:: STATED TASK ::
Reproduce the records from their first line through the line containing "196L352 243L348 132L290", both included, character for character.
===============
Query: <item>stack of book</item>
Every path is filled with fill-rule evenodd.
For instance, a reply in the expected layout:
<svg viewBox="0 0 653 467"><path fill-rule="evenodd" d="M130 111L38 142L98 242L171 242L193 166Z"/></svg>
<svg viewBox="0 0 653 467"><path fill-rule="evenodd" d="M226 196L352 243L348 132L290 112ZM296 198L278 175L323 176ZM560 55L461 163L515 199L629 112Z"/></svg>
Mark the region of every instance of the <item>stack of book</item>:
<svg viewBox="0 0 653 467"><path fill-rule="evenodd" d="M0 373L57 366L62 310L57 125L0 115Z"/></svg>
===============
:: PROBLEM SOLUTION ::
Query: <item>stack of book</item>
Every path is filled with fill-rule evenodd.
For instance, a reply in the expected layout:
<svg viewBox="0 0 653 467"><path fill-rule="evenodd" d="M130 111L38 142L98 242L171 242L193 166Z"/></svg>
<svg viewBox="0 0 653 467"><path fill-rule="evenodd" d="M226 196L352 243L348 132L290 112ZM296 198L278 175L323 176ZM560 55L461 163L515 199L629 112Z"/></svg>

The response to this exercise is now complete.